Build the QM Methods and Assign to Regions

One of the cool features of QMzyme is the automated workflow for multi-level calculation setup. Specifically, if there is more than 1 region with method designated to it, QMzyme will automatically decide an appropriate multi-level for input file generation. For QM/QM2 input file generation, we need to create 2 QM methods and assign them to 2 regions.There are multiple attributes that can be given to the method, which will impact the input file! Some of the essential options are:

  • basis_set: defines the basis set to use for calculation.

  • functional: defines the functional to use for calculation.

  • qm_input: keywords to include in the input file route line to declare any details.

  • program: defines the program that will be used for QM calculation.

▶ _GOALS_
1. In the QMzyme passage, what does the qm_input option specify?
2. Continue the QMzyme passage on building QM methods, starting after its last bullet.
You won't need the items that come after the QMzyme passage.

▶ _DATA_
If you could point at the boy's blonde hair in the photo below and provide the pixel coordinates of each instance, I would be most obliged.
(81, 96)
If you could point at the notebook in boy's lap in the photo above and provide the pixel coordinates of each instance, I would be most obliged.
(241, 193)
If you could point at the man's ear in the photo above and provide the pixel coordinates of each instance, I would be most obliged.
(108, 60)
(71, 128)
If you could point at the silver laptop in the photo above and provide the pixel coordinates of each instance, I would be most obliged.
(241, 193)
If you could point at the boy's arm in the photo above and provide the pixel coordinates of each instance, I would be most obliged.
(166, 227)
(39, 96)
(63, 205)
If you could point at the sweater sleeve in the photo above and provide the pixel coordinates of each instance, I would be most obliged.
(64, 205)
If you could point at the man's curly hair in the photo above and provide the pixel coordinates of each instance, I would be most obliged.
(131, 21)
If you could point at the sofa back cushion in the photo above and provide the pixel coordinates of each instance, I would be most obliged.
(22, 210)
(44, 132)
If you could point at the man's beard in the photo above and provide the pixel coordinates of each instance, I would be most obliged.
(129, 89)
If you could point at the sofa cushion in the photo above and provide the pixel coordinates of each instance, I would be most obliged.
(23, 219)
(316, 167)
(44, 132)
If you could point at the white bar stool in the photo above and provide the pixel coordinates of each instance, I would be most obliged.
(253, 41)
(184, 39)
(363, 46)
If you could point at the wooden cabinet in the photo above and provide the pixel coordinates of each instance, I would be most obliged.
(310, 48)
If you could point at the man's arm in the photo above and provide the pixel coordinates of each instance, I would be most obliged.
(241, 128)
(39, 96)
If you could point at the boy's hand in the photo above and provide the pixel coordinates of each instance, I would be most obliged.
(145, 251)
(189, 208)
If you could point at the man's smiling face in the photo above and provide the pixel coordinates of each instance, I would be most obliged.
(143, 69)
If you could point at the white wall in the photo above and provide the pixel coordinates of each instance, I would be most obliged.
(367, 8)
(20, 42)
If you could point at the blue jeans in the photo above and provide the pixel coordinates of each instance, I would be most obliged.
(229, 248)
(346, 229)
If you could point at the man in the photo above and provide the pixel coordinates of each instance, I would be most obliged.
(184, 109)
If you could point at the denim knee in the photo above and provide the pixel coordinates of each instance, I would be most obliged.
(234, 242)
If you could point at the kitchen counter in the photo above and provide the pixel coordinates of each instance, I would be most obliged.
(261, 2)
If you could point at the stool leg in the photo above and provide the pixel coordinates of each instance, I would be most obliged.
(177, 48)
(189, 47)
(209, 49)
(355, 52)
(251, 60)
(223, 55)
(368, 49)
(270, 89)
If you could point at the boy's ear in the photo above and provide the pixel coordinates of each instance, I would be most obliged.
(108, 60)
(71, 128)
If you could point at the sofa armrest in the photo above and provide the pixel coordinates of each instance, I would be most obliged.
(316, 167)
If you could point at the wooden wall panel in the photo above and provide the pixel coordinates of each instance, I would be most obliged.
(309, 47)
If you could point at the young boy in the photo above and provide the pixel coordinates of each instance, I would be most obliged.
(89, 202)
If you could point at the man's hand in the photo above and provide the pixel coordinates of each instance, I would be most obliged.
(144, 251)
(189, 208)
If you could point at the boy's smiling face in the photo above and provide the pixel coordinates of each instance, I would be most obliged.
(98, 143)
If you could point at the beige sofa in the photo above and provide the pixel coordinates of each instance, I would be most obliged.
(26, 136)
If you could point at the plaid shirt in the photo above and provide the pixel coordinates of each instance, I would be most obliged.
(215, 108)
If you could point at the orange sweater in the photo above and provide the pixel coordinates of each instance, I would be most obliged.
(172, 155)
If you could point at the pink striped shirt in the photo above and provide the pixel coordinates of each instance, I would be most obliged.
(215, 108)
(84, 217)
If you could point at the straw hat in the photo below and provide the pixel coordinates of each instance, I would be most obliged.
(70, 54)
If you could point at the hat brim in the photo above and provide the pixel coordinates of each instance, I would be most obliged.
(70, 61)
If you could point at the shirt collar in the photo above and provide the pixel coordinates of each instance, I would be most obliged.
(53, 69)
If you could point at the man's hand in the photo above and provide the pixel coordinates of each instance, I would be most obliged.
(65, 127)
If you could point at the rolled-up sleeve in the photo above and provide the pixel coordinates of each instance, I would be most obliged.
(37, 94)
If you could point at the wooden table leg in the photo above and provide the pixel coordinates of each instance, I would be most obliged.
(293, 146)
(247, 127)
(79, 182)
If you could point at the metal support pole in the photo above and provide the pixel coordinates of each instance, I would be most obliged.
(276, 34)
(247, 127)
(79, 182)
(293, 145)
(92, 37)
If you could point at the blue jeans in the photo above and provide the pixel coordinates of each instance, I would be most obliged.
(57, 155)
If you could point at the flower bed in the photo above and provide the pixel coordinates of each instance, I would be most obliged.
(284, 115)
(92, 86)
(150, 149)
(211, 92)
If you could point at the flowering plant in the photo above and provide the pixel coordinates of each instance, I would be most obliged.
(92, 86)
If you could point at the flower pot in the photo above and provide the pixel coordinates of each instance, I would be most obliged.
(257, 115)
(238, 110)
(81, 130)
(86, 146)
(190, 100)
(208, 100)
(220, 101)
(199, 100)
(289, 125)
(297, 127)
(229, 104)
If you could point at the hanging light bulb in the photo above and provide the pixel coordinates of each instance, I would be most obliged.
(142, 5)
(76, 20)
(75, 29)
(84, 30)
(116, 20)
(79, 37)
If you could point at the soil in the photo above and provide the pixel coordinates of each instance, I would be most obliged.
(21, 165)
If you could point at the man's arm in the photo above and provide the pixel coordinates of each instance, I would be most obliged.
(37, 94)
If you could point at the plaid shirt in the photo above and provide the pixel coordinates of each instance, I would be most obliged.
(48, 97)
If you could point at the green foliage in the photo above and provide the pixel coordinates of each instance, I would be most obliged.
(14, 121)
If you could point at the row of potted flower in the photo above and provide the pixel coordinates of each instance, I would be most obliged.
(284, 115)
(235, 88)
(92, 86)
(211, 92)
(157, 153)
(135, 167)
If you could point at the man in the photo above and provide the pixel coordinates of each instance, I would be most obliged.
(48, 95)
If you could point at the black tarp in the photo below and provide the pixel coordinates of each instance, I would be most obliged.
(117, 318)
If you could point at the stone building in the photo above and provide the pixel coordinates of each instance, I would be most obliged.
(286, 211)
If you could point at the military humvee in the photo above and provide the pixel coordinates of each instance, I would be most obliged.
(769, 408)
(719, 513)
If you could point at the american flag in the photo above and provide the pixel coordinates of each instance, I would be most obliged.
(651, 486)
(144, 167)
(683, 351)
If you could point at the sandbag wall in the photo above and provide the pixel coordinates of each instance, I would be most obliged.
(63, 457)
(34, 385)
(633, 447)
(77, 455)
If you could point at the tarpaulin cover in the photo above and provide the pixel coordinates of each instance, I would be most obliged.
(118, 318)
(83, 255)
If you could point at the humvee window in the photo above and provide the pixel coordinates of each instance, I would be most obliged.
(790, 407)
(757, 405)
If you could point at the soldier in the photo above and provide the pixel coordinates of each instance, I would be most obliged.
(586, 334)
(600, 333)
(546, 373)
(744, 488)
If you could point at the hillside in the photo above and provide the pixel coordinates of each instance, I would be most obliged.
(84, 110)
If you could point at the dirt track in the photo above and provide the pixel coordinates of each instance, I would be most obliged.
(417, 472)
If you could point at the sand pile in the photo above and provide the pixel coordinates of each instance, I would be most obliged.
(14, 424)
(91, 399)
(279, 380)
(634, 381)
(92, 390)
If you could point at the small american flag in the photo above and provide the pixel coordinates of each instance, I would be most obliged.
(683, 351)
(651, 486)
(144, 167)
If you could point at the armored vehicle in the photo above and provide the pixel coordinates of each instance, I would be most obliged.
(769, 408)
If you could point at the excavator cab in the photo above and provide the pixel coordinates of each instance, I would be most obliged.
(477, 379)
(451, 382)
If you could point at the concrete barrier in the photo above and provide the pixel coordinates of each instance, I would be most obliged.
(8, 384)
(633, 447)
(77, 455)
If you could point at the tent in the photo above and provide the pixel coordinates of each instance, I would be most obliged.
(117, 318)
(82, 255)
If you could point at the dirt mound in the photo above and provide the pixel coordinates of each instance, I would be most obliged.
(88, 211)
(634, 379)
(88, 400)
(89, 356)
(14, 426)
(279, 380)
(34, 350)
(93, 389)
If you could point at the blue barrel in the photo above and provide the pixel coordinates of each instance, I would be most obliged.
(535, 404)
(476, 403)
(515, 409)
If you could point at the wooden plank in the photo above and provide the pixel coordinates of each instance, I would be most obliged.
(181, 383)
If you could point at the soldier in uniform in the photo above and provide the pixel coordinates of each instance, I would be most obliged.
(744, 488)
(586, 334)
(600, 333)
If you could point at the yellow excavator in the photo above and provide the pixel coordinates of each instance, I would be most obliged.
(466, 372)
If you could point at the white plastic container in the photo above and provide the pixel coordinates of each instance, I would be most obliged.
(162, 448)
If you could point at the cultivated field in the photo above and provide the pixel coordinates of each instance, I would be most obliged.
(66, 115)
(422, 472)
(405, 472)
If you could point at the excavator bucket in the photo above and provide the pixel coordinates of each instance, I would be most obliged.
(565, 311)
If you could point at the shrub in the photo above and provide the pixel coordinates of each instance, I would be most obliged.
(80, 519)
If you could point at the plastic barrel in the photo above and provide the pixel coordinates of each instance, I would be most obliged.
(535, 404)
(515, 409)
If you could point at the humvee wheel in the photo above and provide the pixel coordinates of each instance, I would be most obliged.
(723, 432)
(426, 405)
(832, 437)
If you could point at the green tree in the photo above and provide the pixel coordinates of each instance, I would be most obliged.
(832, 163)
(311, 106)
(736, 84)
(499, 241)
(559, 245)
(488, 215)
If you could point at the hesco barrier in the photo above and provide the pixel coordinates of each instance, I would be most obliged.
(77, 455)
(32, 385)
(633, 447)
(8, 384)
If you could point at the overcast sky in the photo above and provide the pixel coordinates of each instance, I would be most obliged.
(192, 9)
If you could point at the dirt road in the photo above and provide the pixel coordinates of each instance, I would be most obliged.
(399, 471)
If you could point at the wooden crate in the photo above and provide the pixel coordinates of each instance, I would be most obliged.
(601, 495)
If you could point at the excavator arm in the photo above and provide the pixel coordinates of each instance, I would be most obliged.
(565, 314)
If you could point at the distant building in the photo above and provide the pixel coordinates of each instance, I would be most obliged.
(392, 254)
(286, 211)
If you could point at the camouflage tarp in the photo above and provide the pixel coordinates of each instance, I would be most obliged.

▶ _ANSWERS PROVIDED_
1. Keywords to include in the input file route line to declare any details.

2.
You can find more information about QM_Method here. For our case, we will set the catalytic center to be treated with 6-31+G**/wB97X-D3 with optimization and frequency calculation and our QM2 region to be treated with 6-31G*/wB97X-D3. At last, we will prepare these two regions with model.truncate().

[3]:
# We first create two QM method, each with desired level of theory.
qm1_method = QMzyme.QM_Method(basis_set='6-31+G**',
               functional='wB97X-D3',
               qm_input='OPT FREQ',
               program='orca')

qm2_method = QMzyme.QM_Method(basis_set='6-31G*',
               functional='wB97X-D3')

# Afterwards, we assign two methods to their own respective region.
qm1_method.assign_to_region(region=model.catalytic_center)
qm2_method.assign_to_region(region=model.cutoff_5)
QMzymeRegion cutoff_5 has an estimated charge of -2.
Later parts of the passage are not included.